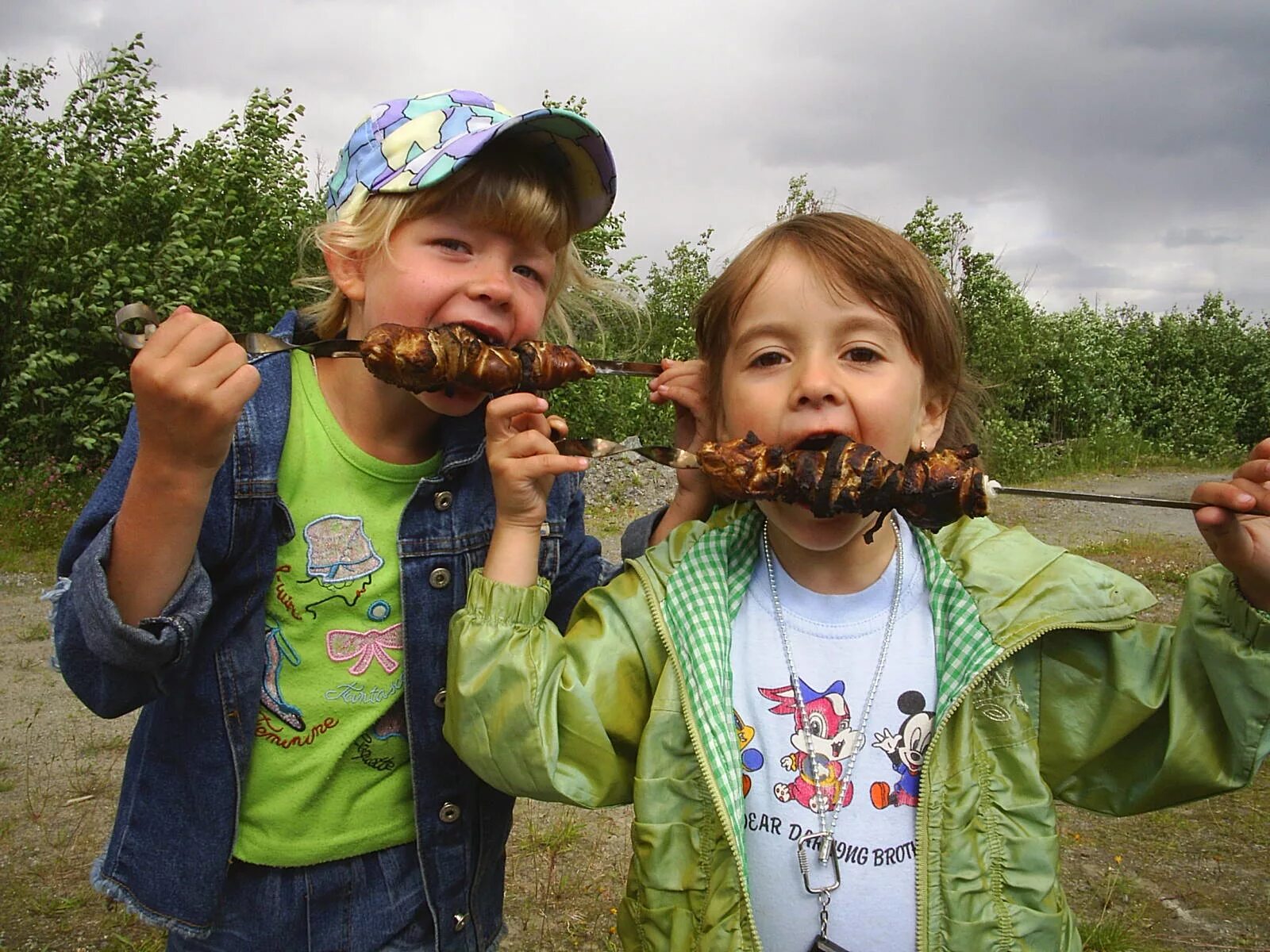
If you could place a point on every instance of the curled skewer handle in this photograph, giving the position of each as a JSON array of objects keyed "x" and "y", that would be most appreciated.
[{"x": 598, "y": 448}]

_____

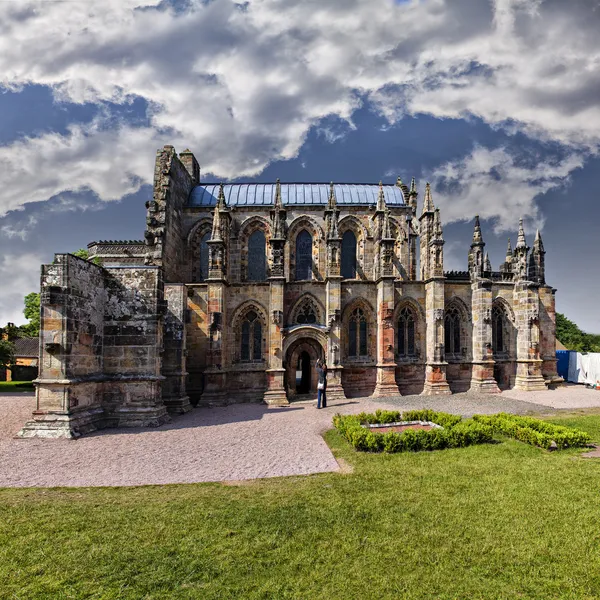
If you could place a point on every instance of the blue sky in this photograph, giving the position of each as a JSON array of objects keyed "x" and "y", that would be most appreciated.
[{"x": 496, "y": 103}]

_____

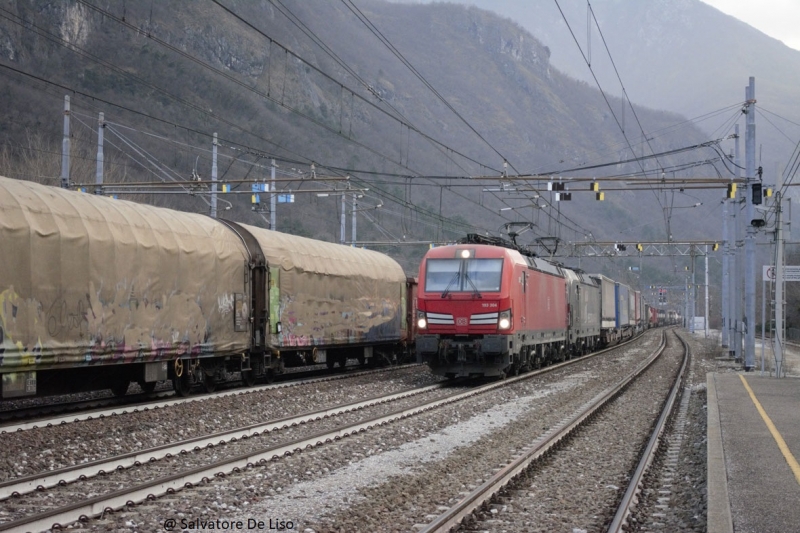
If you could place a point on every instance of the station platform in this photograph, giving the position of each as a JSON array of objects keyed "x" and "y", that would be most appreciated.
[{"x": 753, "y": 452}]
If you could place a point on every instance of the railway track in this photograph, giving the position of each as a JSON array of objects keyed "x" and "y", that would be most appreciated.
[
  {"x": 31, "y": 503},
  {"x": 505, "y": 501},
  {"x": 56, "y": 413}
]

_____

▶ [Problem description]: Identify every line in the rows above that contains the word "station" and copy each such line in full. Case counts when matching.

▶ [Solution for this exercise]:
If you could place a point on every instance of the station platform in this photograph, giving the position of each as a JSON array of objects keyed "x" and "y", that would be most appreciated.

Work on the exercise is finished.